Data provided
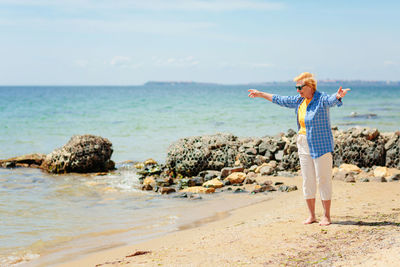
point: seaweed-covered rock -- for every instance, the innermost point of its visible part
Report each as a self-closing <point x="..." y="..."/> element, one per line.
<point x="358" y="146"/>
<point x="392" y="147"/>
<point x="82" y="154"/>
<point x="189" y="156"/>
<point x="31" y="160"/>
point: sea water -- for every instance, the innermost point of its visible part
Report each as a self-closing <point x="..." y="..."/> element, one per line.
<point x="42" y="213"/>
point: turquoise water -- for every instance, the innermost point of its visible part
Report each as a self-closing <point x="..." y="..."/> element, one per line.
<point x="39" y="212"/>
<point x="141" y="121"/>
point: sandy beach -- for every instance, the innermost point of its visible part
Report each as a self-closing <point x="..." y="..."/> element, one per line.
<point x="365" y="231"/>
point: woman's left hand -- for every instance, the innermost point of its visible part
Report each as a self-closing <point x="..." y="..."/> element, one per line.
<point x="341" y="92"/>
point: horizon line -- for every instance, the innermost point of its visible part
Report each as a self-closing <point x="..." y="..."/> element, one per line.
<point x="209" y="83"/>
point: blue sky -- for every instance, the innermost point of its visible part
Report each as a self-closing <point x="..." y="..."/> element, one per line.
<point x="121" y="42"/>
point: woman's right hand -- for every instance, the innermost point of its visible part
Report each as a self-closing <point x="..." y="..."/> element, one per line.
<point x="254" y="93"/>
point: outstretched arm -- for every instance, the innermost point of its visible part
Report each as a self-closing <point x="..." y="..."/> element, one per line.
<point x="255" y="93"/>
<point x="284" y="101"/>
<point x="335" y="99"/>
<point x="341" y="92"/>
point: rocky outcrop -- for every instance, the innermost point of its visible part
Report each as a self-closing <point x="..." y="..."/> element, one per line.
<point x="362" y="147"/>
<point x="82" y="154"/>
<point x="392" y="148"/>
<point x="31" y="161"/>
<point x="359" y="146"/>
<point x="189" y="156"/>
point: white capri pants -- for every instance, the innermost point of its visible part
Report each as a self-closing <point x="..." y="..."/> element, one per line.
<point x="315" y="170"/>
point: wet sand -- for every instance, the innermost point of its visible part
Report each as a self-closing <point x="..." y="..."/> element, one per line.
<point x="365" y="231"/>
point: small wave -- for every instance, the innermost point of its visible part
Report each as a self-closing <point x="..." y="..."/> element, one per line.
<point x="15" y="260"/>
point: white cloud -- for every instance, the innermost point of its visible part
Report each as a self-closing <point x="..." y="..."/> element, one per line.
<point x="178" y="5"/>
<point x="120" y="61"/>
<point x="82" y="63"/>
<point x="390" y="63"/>
<point x="175" y="62"/>
<point x="246" y="65"/>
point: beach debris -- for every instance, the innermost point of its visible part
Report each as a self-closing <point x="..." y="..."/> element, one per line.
<point x="236" y="178"/>
<point x="27" y="161"/>
<point x="394" y="177"/>
<point x="138" y="253"/>
<point x="167" y="190"/>
<point x="287" y="188"/>
<point x="379" y="179"/>
<point x="380" y="171"/>
<point x="225" y="172"/>
<point x="362" y="116"/>
<point x="199" y="190"/>
<point x="215" y="183"/>
<point x="209" y="174"/>
<point x="82" y="154"/>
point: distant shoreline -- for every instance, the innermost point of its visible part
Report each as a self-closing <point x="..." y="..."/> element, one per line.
<point x="182" y="83"/>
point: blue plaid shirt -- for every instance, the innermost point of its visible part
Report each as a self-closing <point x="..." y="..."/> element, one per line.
<point x="318" y="125"/>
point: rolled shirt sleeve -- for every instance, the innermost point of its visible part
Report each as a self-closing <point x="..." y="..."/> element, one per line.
<point x="286" y="101"/>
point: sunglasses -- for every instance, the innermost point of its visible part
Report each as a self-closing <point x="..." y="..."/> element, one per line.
<point x="300" y="87"/>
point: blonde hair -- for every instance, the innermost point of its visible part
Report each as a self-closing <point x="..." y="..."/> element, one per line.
<point x="308" y="79"/>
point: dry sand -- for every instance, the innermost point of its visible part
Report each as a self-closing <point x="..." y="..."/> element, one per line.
<point x="365" y="231"/>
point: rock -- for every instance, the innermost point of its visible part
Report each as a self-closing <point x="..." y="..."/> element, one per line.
<point x="198" y="180"/>
<point x="353" y="147"/>
<point x="286" y="188"/>
<point x="139" y="165"/>
<point x="260" y="160"/>
<point x="394" y="177"/>
<point x="239" y="190"/>
<point x="191" y="155"/>
<point x="199" y="190"/>
<point x="184" y="182"/>
<point x="250" y="178"/>
<point x="29" y="160"/>
<point x="225" y="172"/>
<point x="167" y="190"/>
<point x="371" y="134"/>
<point x="150" y="162"/>
<point x="381" y="172"/>
<point x="149" y="181"/>
<point x="350" y="179"/>
<point x="266" y="170"/>
<point x="147" y="187"/>
<point x="82" y="154"/>
<point x="215" y="183"/>
<point x="347" y="176"/>
<point x="286" y="174"/>
<point x="279" y="155"/>
<point x="251" y="175"/>
<point x="209" y="174"/>
<point x="349" y="168"/>
<point x="253" y="168"/>
<point x="236" y="177"/>
<point x="379" y="179"/>
<point x="258" y="169"/>
<point x="291" y="133"/>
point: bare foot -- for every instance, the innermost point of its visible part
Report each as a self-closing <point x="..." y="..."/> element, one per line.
<point x="325" y="221"/>
<point x="310" y="220"/>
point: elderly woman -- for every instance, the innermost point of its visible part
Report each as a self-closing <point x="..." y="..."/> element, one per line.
<point x="314" y="139"/>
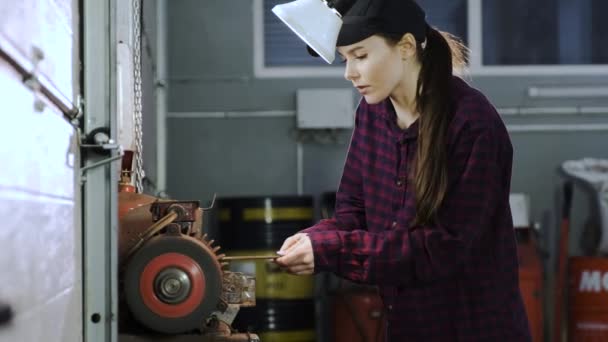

Exercise brief
Please quote the material from the line with "point: blonde hair" to the end of the material, both ends included, and leave the pictures out of your answer.

Exercise result
point: blonde hair -- for every instance, the innermost point of its visible part
Report each as a self-closing <point x="..." y="..."/> element, one per line.
<point x="308" y="79"/>
point: dry sand -- for every instance, the innermost point of its visible part
Report each as a self-closing <point x="..." y="..."/> element, one per line.
<point x="365" y="231"/>
point: rock -- for every instance, the innermost point of its visible part
Report each as a self-closing <point x="..." y="..."/> element, one per line.
<point x="198" y="180"/>
<point x="353" y="147"/>
<point x="286" y="188"/>
<point x="139" y="165"/>
<point x="260" y="160"/>
<point x="394" y="177"/>
<point x="239" y="190"/>
<point x="191" y="155"/>
<point x="199" y="190"/>
<point x="184" y="182"/>
<point x="250" y="178"/>
<point x="29" y="160"/>
<point x="225" y="172"/>
<point x="167" y="190"/>
<point x="371" y="134"/>
<point x="150" y="162"/>
<point x="381" y="172"/>
<point x="149" y="181"/>
<point x="350" y="179"/>
<point x="266" y="170"/>
<point x="147" y="187"/>
<point x="82" y="154"/>
<point x="215" y="183"/>
<point x="347" y="176"/>
<point x="286" y="174"/>
<point x="279" y="155"/>
<point x="251" y="175"/>
<point x="209" y="174"/>
<point x="349" y="168"/>
<point x="253" y="168"/>
<point x="236" y="177"/>
<point x="379" y="179"/>
<point x="258" y="169"/>
<point x="291" y="133"/>
point: bare foot -- for every instance, the innermost point of its visible part
Report each as a self-closing <point x="..." y="..."/> element, one per line.
<point x="325" y="221"/>
<point x="310" y="220"/>
point: elderly woman -- for every instance, the innermost point of its visible part
Report each as a self-closing <point x="..." y="..."/> element, one per line.
<point x="314" y="139"/>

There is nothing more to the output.